_DATA TO USE:_
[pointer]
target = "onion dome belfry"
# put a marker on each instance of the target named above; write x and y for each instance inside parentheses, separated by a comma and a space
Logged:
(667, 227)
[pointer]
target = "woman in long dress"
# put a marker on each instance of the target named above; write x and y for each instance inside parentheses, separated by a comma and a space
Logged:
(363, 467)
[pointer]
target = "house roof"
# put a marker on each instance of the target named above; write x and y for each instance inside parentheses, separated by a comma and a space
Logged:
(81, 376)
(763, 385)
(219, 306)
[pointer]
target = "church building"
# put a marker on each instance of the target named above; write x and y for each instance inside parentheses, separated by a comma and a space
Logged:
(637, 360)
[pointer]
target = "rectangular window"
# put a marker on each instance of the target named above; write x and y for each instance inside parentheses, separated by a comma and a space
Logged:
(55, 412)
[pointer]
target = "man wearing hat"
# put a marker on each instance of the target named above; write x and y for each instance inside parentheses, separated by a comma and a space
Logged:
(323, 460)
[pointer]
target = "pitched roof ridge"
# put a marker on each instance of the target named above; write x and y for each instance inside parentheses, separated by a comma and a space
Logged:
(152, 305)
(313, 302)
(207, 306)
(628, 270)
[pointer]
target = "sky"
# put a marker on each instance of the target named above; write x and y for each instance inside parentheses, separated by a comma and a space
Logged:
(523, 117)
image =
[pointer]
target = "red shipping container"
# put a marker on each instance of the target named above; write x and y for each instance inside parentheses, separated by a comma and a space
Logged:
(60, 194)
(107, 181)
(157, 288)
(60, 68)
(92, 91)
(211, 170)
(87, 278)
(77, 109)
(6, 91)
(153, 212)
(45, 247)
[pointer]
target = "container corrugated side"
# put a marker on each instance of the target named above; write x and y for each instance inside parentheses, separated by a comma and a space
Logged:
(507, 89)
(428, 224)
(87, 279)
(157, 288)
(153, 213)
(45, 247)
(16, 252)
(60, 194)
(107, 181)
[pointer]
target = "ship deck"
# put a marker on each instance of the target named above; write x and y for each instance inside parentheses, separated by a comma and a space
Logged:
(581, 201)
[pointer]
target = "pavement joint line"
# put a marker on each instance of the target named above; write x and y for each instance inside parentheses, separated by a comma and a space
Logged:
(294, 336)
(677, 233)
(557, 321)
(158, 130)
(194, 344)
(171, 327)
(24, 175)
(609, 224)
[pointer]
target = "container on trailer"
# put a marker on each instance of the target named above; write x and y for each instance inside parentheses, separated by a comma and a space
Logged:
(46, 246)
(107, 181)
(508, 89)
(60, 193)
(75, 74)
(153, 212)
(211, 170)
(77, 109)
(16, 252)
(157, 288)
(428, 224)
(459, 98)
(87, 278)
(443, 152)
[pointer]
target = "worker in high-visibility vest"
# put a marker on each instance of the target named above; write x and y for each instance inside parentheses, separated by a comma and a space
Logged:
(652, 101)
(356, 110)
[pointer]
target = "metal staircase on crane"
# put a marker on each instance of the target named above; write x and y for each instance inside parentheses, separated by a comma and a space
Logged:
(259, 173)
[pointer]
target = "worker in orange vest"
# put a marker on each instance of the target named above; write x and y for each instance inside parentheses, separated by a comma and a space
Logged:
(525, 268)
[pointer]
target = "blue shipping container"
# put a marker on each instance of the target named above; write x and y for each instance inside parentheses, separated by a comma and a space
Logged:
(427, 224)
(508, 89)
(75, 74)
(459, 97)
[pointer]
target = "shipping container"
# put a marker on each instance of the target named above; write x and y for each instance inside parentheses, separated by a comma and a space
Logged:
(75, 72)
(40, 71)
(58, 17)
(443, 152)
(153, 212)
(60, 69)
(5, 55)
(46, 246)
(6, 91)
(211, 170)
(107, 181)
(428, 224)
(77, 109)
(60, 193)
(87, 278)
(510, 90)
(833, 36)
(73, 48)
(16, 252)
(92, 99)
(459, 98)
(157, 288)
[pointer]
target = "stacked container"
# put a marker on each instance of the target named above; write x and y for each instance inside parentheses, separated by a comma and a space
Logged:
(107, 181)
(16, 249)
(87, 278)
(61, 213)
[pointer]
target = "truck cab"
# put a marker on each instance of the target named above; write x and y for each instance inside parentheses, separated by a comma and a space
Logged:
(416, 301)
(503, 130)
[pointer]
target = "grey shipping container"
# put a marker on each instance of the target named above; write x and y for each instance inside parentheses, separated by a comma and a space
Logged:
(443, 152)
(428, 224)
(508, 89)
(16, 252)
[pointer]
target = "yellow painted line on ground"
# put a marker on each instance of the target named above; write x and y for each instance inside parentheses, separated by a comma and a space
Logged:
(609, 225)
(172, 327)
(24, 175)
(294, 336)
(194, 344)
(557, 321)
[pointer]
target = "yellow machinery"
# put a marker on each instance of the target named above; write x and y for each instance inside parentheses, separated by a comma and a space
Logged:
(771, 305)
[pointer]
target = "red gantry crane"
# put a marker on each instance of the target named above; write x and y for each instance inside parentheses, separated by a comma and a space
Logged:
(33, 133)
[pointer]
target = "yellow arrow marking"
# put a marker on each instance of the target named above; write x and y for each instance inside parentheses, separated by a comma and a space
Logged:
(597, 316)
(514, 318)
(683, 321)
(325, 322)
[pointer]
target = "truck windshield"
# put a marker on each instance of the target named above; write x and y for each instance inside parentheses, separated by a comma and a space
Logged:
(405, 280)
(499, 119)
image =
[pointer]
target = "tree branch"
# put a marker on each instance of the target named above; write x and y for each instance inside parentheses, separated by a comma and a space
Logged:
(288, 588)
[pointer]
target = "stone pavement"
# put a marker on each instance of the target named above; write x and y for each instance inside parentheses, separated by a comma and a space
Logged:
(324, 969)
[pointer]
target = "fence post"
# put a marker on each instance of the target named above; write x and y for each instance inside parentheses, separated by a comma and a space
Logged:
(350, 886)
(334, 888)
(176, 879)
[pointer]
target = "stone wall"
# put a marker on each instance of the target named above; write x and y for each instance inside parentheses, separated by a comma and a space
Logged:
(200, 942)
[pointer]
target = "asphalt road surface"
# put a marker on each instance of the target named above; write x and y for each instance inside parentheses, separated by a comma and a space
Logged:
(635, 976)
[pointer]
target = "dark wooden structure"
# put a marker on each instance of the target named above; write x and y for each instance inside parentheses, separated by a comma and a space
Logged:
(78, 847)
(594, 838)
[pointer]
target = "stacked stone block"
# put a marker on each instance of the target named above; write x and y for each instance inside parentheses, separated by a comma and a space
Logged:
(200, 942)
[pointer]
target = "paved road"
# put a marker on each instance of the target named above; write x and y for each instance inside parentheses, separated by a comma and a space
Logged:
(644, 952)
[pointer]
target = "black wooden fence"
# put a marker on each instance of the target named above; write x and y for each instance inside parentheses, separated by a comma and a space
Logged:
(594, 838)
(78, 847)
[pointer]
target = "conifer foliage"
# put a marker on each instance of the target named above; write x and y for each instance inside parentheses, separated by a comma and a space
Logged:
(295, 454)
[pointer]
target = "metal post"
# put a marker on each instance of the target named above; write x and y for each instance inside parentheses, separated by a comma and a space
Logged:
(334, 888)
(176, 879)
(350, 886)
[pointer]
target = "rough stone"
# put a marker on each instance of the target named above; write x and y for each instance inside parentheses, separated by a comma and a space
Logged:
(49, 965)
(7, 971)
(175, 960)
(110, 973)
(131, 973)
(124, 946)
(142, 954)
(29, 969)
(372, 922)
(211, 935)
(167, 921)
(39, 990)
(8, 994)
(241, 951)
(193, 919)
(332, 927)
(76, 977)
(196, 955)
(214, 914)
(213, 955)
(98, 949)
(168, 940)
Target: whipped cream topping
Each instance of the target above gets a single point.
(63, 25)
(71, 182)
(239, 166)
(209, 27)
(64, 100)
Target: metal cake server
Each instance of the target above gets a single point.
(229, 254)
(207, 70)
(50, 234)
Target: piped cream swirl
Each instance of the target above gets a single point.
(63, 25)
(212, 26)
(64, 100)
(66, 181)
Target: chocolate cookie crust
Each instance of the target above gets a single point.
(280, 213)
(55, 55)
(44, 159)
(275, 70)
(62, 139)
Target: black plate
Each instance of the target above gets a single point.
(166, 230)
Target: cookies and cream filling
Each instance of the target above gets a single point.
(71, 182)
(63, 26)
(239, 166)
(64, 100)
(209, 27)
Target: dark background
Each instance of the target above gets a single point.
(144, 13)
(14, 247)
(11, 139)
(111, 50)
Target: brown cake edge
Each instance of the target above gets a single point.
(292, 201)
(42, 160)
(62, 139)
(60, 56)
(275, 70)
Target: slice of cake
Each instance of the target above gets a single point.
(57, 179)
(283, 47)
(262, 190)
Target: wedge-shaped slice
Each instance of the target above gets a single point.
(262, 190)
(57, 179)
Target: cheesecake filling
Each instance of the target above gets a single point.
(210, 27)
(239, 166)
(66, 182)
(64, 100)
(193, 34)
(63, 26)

_SET PROBLEM:_ Copy verbatim every line of the entries from the line containing "Target: cookies and cream filling" through the final line of the entries, both ends included.

_SOLUTION:_
Target: cookies and cream filling
Each instance of the target above gets a single point.
(71, 182)
(63, 26)
(239, 166)
(64, 100)
(209, 27)
Target: dark background
Each instance of the target above gets a single point.
(144, 13)
(14, 247)
(11, 139)
(111, 50)
Target: brown cake edge
Each instance of the target above gets a single point.
(292, 201)
(42, 160)
(62, 139)
(60, 56)
(275, 70)
Target: slice of cake
Each instance of the target above gets a single point.
(57, 179)
(283, 47)
(262, 190)
Target: wedge-shaped slice
Each instance of the target above gets a single point.
(262, 190)
(57, 179)
Target: cheesecake filling
Each instance of the target above gets a single point.
(210, 27)
(239, 166)
(66, 182)
(64, 100)
(193, 34)
(63, 26)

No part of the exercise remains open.